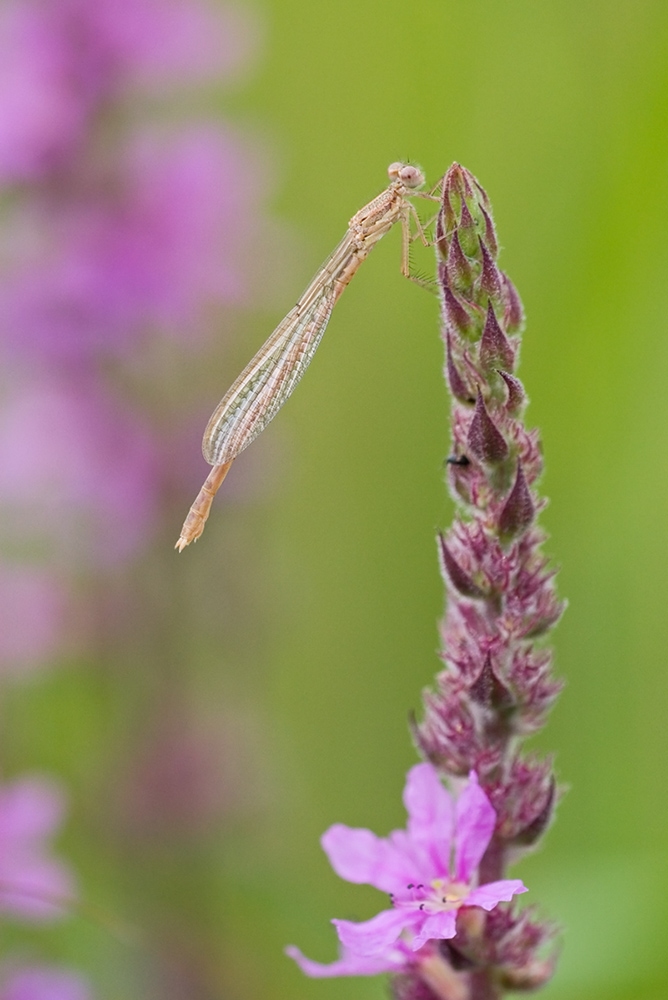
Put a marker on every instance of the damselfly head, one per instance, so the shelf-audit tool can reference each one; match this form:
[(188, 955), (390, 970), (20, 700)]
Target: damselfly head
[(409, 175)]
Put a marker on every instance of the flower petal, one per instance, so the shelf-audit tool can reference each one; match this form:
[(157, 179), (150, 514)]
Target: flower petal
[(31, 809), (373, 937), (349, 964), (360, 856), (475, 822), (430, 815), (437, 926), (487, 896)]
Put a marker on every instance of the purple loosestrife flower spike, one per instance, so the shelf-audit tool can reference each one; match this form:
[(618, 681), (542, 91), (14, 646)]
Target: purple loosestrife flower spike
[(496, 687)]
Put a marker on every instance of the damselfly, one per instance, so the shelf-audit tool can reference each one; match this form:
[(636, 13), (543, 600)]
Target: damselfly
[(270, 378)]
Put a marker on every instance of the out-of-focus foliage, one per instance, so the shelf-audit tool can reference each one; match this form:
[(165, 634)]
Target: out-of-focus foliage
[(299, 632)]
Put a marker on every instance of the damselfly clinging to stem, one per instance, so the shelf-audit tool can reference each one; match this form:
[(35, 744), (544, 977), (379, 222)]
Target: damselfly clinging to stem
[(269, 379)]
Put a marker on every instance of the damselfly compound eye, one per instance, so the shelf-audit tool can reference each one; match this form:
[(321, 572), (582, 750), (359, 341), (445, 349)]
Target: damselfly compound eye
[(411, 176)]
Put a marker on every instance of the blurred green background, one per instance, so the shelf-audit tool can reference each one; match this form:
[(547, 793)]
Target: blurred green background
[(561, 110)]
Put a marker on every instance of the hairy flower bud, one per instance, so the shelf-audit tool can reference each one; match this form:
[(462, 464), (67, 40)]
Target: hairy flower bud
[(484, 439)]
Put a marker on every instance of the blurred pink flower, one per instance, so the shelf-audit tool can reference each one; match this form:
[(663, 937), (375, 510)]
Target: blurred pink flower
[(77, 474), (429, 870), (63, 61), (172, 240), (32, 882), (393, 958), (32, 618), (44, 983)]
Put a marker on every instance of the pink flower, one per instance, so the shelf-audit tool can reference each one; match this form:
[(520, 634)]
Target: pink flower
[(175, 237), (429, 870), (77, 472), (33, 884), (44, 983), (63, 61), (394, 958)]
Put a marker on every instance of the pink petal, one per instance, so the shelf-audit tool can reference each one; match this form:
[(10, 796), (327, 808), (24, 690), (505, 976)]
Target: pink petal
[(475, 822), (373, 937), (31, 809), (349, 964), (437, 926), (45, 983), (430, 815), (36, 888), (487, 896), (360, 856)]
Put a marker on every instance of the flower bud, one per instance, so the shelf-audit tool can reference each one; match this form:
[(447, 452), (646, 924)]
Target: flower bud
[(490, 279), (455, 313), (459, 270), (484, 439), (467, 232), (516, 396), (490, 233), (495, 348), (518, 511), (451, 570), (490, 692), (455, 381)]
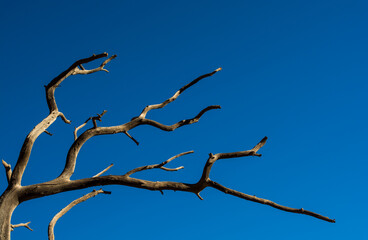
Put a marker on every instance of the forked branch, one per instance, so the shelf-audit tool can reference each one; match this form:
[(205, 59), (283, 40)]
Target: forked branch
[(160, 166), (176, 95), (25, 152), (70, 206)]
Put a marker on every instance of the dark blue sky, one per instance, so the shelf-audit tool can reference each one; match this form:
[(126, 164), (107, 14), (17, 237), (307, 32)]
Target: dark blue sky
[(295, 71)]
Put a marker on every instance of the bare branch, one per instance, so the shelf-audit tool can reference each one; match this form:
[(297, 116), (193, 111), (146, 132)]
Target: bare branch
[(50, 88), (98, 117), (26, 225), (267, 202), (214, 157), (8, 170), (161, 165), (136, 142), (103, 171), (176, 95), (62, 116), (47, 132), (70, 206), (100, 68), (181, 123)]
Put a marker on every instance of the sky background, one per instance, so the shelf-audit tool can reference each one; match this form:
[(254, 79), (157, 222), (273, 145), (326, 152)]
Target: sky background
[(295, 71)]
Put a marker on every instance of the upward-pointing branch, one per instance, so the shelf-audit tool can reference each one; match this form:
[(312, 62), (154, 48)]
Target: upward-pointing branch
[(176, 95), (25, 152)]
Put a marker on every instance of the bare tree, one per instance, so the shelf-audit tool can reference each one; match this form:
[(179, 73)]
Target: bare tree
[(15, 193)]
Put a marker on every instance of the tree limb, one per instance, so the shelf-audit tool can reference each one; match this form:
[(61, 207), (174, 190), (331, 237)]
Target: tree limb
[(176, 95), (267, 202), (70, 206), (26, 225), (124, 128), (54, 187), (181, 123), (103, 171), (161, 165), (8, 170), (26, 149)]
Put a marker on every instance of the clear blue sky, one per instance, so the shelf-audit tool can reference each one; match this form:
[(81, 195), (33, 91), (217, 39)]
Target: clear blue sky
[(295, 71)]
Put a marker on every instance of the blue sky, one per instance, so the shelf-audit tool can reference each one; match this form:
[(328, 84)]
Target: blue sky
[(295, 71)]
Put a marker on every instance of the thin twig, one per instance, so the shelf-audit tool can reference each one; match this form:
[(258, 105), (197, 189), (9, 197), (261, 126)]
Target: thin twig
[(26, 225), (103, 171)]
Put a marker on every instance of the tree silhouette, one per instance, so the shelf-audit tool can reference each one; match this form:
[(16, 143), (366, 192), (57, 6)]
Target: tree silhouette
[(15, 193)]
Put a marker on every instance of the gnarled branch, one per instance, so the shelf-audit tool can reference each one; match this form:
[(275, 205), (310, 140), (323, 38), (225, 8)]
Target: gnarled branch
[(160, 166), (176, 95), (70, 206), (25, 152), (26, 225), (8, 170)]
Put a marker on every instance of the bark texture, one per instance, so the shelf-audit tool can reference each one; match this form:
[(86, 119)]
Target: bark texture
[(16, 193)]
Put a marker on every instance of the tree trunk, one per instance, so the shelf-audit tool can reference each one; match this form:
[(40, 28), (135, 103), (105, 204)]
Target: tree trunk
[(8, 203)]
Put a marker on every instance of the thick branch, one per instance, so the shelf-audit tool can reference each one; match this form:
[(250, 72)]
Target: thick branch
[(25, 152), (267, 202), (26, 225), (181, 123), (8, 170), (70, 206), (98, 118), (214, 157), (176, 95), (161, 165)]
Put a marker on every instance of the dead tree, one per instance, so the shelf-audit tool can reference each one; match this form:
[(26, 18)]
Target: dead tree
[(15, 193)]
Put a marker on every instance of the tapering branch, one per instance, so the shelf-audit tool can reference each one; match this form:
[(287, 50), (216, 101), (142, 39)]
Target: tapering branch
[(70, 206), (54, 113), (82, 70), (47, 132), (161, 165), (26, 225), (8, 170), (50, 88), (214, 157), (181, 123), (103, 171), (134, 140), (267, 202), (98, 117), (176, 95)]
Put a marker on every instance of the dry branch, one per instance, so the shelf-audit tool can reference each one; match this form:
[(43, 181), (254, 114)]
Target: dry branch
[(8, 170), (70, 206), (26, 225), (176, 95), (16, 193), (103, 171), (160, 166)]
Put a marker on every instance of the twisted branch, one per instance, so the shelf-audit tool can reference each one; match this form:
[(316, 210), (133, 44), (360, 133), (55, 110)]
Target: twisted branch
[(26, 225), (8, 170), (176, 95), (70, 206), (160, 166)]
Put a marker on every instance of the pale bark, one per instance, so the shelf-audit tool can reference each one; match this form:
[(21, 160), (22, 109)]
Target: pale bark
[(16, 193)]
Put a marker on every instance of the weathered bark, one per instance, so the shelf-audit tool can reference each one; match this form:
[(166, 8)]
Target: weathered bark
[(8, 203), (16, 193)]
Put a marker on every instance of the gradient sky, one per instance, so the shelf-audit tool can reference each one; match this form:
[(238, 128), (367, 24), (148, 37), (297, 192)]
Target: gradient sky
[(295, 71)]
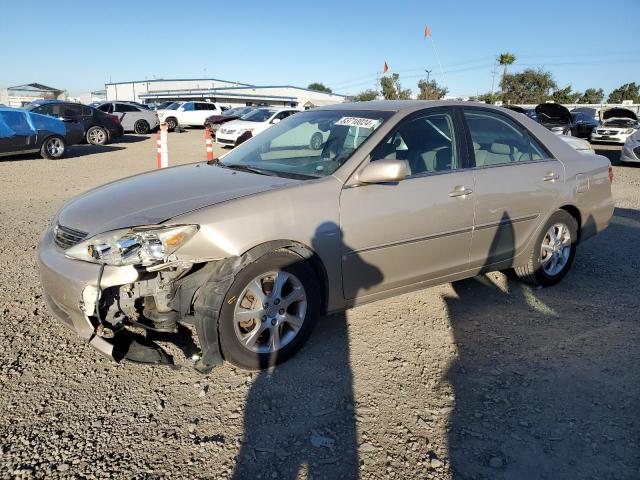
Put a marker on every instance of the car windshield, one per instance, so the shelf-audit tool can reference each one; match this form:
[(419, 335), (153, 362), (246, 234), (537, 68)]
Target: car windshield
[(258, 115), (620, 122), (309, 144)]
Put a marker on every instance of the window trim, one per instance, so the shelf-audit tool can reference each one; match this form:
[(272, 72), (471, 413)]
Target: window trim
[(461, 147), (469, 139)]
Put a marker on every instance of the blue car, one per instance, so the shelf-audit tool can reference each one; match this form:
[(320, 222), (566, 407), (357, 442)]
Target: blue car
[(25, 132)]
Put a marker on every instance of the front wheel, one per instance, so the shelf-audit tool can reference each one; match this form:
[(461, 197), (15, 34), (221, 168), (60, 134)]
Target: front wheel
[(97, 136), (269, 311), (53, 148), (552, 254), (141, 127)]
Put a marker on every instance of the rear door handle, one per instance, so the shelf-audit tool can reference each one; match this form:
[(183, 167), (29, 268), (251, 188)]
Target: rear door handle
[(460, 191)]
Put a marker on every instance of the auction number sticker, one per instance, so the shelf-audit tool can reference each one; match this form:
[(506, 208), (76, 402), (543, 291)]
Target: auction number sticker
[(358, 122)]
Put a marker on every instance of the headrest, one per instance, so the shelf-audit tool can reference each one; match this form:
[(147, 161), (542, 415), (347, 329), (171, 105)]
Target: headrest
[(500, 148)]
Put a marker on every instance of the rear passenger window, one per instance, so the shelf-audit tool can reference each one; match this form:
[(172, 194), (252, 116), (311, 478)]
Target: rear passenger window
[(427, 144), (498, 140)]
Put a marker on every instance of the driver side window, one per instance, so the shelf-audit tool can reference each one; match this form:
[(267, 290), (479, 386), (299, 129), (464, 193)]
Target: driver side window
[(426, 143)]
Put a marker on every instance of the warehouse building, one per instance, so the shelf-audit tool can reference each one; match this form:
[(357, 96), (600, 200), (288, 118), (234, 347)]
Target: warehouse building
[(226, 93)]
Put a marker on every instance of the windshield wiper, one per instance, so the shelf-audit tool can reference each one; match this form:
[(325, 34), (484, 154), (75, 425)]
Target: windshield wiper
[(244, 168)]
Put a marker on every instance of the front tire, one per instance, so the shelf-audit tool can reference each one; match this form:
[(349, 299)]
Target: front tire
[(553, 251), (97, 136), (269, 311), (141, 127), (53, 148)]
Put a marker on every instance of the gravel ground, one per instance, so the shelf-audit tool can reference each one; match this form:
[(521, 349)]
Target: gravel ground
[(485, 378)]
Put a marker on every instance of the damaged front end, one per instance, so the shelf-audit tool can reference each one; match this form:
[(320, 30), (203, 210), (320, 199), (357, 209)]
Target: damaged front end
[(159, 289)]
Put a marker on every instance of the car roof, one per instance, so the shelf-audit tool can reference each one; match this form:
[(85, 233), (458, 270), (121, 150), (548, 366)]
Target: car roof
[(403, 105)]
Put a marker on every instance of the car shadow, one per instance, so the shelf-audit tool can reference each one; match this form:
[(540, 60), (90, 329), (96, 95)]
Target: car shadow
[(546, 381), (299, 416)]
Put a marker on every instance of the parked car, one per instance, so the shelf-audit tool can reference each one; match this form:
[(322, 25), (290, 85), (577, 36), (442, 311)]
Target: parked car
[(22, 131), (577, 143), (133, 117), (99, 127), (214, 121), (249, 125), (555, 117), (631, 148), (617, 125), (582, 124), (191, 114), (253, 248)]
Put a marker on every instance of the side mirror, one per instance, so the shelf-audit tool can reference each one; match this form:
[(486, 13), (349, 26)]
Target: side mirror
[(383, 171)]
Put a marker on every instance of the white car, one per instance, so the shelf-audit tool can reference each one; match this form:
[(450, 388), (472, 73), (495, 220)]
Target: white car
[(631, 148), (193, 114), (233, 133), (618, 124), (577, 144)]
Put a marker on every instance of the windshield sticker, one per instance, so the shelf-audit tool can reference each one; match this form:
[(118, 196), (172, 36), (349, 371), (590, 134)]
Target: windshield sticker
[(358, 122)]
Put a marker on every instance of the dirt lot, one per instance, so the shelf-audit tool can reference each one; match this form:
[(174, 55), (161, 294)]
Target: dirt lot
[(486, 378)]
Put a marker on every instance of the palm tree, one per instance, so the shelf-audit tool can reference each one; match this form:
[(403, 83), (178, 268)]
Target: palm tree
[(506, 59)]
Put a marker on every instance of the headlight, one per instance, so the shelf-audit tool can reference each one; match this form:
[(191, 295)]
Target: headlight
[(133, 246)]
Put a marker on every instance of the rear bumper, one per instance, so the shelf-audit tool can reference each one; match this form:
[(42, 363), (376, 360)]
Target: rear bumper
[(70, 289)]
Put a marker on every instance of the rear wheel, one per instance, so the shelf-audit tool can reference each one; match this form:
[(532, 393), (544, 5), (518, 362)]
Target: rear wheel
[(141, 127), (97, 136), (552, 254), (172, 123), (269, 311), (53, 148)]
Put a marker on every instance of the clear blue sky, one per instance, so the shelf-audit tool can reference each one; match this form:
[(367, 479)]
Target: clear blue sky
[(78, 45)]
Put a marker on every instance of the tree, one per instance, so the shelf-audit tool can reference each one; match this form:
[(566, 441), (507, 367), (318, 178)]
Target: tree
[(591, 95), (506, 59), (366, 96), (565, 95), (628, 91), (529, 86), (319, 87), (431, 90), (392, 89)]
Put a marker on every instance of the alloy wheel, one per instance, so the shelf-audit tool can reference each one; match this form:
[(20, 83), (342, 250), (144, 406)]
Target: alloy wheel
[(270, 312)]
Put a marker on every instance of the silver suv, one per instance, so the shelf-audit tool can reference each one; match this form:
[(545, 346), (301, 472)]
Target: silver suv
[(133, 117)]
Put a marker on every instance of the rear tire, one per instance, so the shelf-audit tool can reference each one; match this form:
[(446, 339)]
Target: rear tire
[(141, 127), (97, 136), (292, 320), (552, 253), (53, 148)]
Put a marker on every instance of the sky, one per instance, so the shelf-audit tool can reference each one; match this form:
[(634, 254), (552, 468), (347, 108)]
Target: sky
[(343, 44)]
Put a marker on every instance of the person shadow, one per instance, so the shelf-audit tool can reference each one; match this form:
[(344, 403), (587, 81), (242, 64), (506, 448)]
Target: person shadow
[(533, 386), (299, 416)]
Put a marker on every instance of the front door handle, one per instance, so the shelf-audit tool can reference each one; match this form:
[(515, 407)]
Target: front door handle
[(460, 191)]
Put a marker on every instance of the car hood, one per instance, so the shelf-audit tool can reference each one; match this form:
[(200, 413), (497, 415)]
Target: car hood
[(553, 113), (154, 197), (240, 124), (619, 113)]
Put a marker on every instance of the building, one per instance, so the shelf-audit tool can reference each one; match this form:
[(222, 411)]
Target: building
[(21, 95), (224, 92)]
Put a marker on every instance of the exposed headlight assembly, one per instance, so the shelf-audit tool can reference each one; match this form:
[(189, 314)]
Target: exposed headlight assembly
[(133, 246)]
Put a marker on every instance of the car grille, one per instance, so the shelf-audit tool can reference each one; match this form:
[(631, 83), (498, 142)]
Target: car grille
------------------------------------------------------------------------
Please transcribe these items without any change, beginning at the line that contains "Put a marker on every instance of the driver" and stopping after the line that contains "[(226, 93)]".

Put a marker on every instance of the driver side window, one per instance, so the shelf-audit tool can reference each one; match this form:
[(267, 290), (479, 386), (299, 129), (464, 193)]
Target: driver side window
[(426, 143)]
Put a marker on every instance of the warehouse building, one per instance, so the shelf-audit tool can reference each one; match this form:
[(357, 96), (600, 200), (288, 118), (234, 347)]
Target: warehouse building
[(226, 93)]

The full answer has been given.